:: QUOTED PASSAGE ::
Begin
I had not felt special that night. Even though I had enjoyed performing, I felt no one was listening to what I was saying. We had been able in that hothouse moment to sing our song and pretend we were other than we were. But somewhere we were fooling ourselves. And some part of me would not let that go by.

When the stargazer lilies fell into my hands,  I was very far from being a star. I  was working a 60 hour week in the basement office for £2.50 an hour, without overtime. Each night as I stood in the dark, as the people flowed in and out, as the galleries changed pictures, as the wineglasses filled and emptied at the theatre bar, I sensed these movements as if the building were part of my own body. But one thing I did not realise: this open mic evening was to be my farewell performance, my one and only appearance on this stage. I had poured all my life-force into revitalising this theatre and all that will come back from these endeavours is a powerful reek of lily flowers.

Is this all we have at the end of our time? I will wonder in a few days time, gazing at their frigid beauty, and imagine if that is how departing spirits feel as they look back at their earthly lives and see a pile of stinking glasshouse flowers perched on top of their corpses.

v

“Those flowers are just too much,” said Jo. I laughed. The office was filled with the perfume of  lilies and amidst the grinding machinery of the computers and coffee cups, the ceaselessly ringing telephone, the delivery men arriving, their grandiose forms seemed somehow ridiculous. I gave them to the volunteer in charge of the front of house flowers and she used them to brighten the underworld of the ladies toilet.

I felt ungrateful for putting them in the toilet.

“What are you looking at?” snarled the lilies. “This is where we belong. Have a good look. You are looking at yourself.”

I didn’t want to look at myself. I didn’t want to face the fact that no one gave a damn about whether I wrote interesting poems or worked all hours in this office, so long as they could get their entertainments, have their one shiny moment on stage. I didn’t want to face the fact that no one seemed to give a damn about anybody or their creativity, that there was no place for our hearts, for anything splendid that might occur in that theatre if we did. Only that the star-making machine went on and everybody played their roles and remembered their lines and made the correct curtsey and bow when they were expected.

I had stood there and felt splendid in a red dress, but no one was listening to a word I was saying. I could stand and hold everyone’s attention, but the earth of which I spoke could not enter the room. The words evaporated even as they came out of my mouth.  I could have just stood there (perhaps we all could) and made gestures. It would have been enough, sufficient.

It was a small moment in a small theatre on a cold night, and it was also all theatres, every night, as the earth turns on her axis, as these hothouses let out their sounds of lamentation into the air: fiendish fiddlers, shrieking sopranos, the moaning of choirs, the groans of orchestras, actors, dressed in outlandish costumes, repeating the same lines endlessly through the centuries, ballet-stars hiding blood-stained feet, sad-eyed comedians making us laugh, or what passes for laughter. What was I doing there, in those arenas of heartlessness? 

Sometimes we caught each others eyes as we passed by on the stair, as I handed the performers a cheque or brought them a drink on the house. We exchanged our looks of exhaustion. Some part of us was ashamed.

vi
I stood by the lilies in the toilet, by their impeccable stillness, and remembered a dance that had taken place upstairs one night last October. The building had been packed with people. You could not move on the stair. As the band struck the first chord in the theatre, pandemonium had broken out, as a hundred adolescent children released from years of good behaviours in their houses and schools, jacked up with alcohol and amphetamines, suddenly let rip. The building roared. Mark and the fathers rushed outside. "Get back in!" they yelled. But the youth of the town took no notice. They were pouring out into the streets, shrieking and laughing and vomiting and crying and dancing. The event was out of control and for a moment, as I leaned against the brickwork, I felt the foundations rock and laughed.
End
:: EXTRACTED RECORDS ::
Begin
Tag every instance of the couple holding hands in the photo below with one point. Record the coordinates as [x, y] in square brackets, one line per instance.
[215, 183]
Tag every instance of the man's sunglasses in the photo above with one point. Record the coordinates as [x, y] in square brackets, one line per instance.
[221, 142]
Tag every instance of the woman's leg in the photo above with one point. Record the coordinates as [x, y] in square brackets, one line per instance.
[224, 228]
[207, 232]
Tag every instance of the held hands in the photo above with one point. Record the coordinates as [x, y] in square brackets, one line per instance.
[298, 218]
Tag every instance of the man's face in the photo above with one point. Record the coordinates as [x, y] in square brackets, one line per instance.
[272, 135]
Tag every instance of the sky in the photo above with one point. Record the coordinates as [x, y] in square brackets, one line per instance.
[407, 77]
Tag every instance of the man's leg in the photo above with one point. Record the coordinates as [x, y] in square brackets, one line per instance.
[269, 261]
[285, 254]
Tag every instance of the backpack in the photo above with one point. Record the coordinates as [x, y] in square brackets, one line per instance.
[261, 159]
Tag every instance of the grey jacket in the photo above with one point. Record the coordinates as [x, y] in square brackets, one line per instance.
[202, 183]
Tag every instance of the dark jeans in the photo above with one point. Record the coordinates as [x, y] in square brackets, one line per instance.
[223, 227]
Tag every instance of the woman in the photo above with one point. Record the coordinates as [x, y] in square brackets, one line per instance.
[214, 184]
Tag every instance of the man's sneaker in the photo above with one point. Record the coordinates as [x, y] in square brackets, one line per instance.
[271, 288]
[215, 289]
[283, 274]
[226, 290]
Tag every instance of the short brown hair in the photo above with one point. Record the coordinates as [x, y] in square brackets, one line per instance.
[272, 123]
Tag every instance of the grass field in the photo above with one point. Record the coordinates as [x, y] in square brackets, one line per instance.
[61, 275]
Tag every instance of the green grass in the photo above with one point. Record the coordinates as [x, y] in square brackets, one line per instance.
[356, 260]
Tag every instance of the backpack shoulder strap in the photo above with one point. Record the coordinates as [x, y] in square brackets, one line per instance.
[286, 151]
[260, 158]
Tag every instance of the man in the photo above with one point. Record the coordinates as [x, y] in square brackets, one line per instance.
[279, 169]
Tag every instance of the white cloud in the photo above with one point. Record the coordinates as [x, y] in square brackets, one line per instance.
End
Begin
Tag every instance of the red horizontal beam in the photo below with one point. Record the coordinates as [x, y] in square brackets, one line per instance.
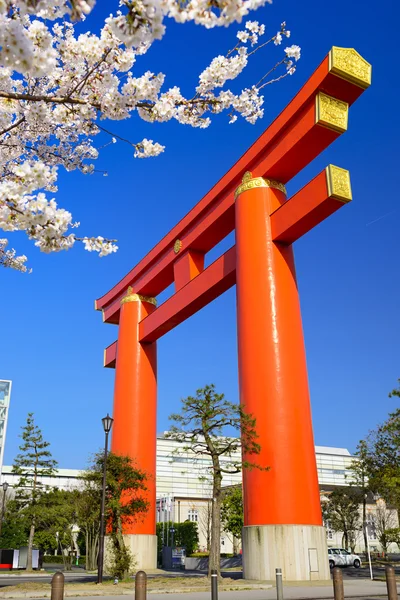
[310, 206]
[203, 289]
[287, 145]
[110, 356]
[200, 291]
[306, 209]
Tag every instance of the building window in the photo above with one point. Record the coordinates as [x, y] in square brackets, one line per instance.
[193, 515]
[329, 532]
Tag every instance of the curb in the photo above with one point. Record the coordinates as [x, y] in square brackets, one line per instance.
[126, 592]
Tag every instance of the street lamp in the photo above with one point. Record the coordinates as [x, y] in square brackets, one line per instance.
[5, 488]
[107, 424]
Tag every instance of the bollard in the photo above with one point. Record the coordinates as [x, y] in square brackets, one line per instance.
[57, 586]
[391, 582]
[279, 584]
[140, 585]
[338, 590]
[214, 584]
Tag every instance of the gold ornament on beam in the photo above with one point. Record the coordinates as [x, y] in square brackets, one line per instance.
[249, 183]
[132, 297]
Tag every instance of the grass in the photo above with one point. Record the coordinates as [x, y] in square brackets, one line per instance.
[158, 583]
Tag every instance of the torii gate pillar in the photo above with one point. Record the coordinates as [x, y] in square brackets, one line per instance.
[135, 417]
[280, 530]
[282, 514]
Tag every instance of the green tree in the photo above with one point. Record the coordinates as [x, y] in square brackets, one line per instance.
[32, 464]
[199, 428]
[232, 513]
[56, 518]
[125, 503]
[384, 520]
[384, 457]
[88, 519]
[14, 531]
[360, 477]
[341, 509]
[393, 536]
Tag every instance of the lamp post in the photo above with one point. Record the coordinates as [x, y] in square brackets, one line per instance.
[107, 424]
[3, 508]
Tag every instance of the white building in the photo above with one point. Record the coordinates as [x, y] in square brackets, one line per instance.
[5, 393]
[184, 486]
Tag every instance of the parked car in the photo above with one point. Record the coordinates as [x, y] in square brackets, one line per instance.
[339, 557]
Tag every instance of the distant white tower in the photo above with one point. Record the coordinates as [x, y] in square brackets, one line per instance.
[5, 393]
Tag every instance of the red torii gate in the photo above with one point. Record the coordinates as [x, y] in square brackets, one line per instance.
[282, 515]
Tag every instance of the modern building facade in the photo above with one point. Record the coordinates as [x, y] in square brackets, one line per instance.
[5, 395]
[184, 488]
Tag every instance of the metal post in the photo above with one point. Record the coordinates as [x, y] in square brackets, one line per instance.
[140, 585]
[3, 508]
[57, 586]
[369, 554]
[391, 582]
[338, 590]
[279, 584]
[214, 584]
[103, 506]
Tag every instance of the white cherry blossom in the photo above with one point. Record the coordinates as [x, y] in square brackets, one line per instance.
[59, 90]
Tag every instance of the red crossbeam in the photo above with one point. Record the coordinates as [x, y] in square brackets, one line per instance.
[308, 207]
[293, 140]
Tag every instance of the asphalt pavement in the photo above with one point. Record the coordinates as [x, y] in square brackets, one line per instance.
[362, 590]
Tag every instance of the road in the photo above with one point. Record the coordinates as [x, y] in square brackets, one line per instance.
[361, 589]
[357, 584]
End
:: EXERCISE TASKS ::
A: In the theater memoir, translate this sentence into Spanish: "The words evaporated even as they came out of my mouth."
B: Pick up the theater memoir after its final sentence and carry it forward.

:: RESPONSES BY TASK ::
A: Las palabras se evaporaban incluso mientras salían de mi boca.

B:
It was mayhem, a consequence of repression, but at least it was alive. Soon enough they would become like the people in the audience, watching the flickering screens, listening to the singers and the piano players, the stiff, the anoraked, the dead moving through. Then I realised I was in charge of the house and they were bringing ruin down upon it. 

"What shall we do?" cried the mothers in distress, as I went upstairs. "You will have to stop the music," I said, "you will have to pull the plug," and went to talk with the neighbours who at that moment were hammering on the glass door.

I had to look at myself, in the red dress, in the ladies toilet, packed with the young and the reckless in the dark. Lilies are all fierce flowers, moon flowers, and the moon does not let you get away with anything much, especially when you stray too far from the path. Underworld stories recount how foolish starry-eyed females who fall down there by accident, find themselves on a hook and learn to get smart and get out. Lilies are the flowers given to the Madonna just before she is ravished by the angel, the flowers gathered by the daughters of earth just before they are raped by the lords of darkness. The flowers signal some kind of recompense for an action illegally taken, their scent covering up a crime no one can quite detect. Or really wants to.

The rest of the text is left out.